Tasks to complete:
1. According to the GPT-OSS 20B CUAD model card, why can this repository be used as a single checkpoint without a separate adapter? Answer in one to three sentences.
2. Using the GPT-OSS 20B CUAD model card, decide whether each statement agrees with it. Answer yes or no, and quote the words that decide it. (a) The base model is unsloth/gpt-oss-20b. (b) The adapter-only repository is stored in 16 bit. (c) In practice, the merged model's precision is bf16.
3. Continue the GPT-OSS 20B CUAD model card from its last line.
Exercise text below:
GPT-OSS 20B CUAD 16 bit (Contracts Assistant)

Overview

This repository contains a full 16 bit merged version of a GPT-OSS 20B model that has been LoRA fine tuned on the CUAD (Contract Understanding Atticus Dataset) for contract question answering and clause understanding.

  • Base model: unsloth/gpt-oss-20b
  • Original finetune: QLoRA with a LoRA adapter (see SamerGMTM22/gpt-oss-20b-cuad-lora)
  • This repo: LoRA merged into the base model and saved as standard 16 bit safetensors
  • Precision: 16 bit (bf16 in practice)
  • Key use case: contract review assistance, clause question answering, and prototyping legal assistant workflows

This is the model to use if you want a single, stand alone GPT-OSS 20B checkpoint that already includes CUAD finetuning.


Related models

  • LoRA adapter only (small, 4 bit, Unsloth-based):
    SamerGMTM22/gpt-oss-20b-cuad-lora

  • This repo (full 16 bit merged model):
    SamerGMTM22/gpt-oss-20b-cuad-16bit

Use this repo when:

  • You want a complete model directory you can ship as-is.
  • You have enough VRAM and disk to host a 20B 16 bit model.
  • You prefer a single HF model that does not depend on a separate adapter.
End of Exercise text.
Information given below:
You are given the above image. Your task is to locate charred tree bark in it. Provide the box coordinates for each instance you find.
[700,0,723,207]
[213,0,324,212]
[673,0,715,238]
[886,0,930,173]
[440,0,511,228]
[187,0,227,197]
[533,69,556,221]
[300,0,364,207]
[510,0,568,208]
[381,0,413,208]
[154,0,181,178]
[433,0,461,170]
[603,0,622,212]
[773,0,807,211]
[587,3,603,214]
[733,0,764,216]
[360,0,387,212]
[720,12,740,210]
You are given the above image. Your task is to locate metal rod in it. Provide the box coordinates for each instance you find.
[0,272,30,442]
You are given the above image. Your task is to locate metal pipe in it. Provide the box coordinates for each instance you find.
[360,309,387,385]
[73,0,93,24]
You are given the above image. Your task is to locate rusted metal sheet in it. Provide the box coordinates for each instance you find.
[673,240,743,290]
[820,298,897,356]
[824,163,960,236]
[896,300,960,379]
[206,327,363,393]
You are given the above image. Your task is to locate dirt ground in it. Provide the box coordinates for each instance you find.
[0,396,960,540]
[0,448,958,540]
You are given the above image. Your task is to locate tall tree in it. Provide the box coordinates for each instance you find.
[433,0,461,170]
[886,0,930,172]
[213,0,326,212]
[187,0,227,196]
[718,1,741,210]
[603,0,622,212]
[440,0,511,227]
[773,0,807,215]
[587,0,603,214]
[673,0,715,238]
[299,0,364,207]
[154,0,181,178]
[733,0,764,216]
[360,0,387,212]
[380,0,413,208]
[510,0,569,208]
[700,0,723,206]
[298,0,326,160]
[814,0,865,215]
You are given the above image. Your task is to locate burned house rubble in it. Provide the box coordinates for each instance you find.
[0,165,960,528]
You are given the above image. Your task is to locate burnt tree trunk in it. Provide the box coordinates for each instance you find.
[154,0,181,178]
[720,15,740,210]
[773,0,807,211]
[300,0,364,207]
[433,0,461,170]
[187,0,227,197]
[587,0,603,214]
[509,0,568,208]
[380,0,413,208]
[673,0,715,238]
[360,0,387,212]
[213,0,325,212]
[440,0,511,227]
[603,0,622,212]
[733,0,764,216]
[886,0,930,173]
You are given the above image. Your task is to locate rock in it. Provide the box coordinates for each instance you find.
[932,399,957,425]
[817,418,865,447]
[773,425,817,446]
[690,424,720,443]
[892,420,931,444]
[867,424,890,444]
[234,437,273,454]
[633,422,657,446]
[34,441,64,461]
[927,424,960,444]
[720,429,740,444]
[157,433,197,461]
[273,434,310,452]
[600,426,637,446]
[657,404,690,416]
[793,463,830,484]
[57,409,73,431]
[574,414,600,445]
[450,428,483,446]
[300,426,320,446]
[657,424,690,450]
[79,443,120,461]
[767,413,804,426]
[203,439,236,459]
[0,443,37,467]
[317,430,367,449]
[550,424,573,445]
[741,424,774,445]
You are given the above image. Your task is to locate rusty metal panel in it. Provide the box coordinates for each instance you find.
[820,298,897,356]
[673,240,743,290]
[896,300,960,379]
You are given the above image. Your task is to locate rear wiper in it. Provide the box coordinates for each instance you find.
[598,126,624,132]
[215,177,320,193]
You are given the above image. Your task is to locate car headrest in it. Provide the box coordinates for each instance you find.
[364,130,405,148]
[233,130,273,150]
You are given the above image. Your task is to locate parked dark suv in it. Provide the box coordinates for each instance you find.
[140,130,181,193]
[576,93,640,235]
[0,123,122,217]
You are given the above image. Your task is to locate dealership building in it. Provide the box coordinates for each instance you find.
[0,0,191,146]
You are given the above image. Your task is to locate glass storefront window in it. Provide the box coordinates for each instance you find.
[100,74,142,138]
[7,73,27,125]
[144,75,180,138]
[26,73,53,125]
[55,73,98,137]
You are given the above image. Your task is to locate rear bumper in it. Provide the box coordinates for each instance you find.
End of Information given.
Information given below:
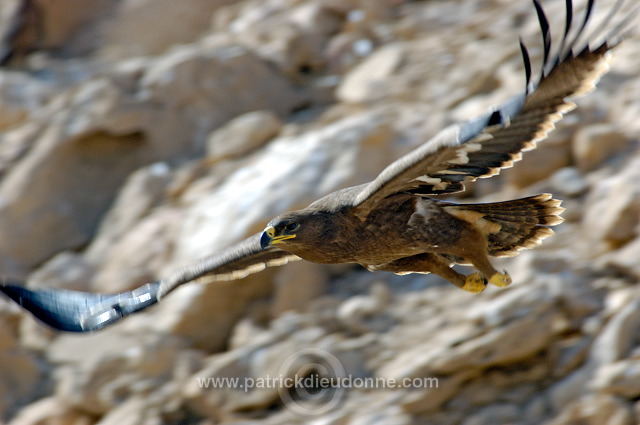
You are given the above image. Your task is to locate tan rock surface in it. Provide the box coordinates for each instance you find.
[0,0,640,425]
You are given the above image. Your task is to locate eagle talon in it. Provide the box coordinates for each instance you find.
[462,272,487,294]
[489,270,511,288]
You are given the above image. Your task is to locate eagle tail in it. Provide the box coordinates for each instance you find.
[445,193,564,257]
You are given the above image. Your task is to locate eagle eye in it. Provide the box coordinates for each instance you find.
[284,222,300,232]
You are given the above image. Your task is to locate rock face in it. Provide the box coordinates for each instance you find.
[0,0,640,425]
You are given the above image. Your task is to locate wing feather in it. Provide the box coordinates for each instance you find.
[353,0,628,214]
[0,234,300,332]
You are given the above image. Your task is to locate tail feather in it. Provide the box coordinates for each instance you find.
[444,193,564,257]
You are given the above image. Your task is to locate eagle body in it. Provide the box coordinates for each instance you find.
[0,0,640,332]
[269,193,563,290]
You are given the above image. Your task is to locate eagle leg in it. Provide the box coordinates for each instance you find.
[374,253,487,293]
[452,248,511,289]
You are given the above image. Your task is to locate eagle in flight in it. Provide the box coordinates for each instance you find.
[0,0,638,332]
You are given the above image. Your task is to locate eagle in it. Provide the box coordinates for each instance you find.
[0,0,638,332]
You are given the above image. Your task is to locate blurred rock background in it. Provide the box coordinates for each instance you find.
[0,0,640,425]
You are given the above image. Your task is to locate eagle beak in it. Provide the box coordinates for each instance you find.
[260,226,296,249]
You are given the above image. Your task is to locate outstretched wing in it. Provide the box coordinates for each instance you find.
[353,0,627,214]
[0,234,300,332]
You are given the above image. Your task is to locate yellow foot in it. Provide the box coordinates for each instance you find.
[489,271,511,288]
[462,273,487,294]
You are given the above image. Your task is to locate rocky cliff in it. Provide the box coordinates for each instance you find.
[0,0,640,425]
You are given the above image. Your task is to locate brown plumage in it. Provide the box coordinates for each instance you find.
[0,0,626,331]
End of Information given.
Answers by item:
1. The LoRA adapter from the original QLoRA finetune has been merged into the base model, unsloth/gpt-oss-20b, and saved as standard 16 bit safetensors. Because of this, the checkpoint already includes the CUAD finetuning and does not depend on a separate adapter.

2.
(a) Yes: "Base model: unsloth/gpt-oss-20b"
(b) No: "LoRA adapter only (small, 4 bit, Unsloth-based)"
(c) Yes: "Precision: 16 bit (bf16 in practice)"

3.
Background and journey

The project goal was to build a practical contracts assistant on top of GPT-OSS 20B:

  • Specialize its behavior on contract language and clause patterns from CUAD.
  • Keep the strong reasoning capabilities of GPT-OSS 20B.
  • Produce both a lightweight adapter and a heavyweight merged model.

Key steps and challenges

  1. Dataset access (CUAD)

    • The theatticusproject/cuad-qa dataset on Hugging Face uses a Python loader script.
    • Newer versions of datasets no longer support trust_remote_code for such scripts.
    • Fix:
      • Download the CUAD data.zip directly from the official GitHub repository.
      • Unzip in the training environment.
      • Build a datasets.Dataset from the raw JSON files.
  2. Chat formatting and supervision

    • GPT-OSS expects a Harmony-style chat format with system, user, and assistant roles.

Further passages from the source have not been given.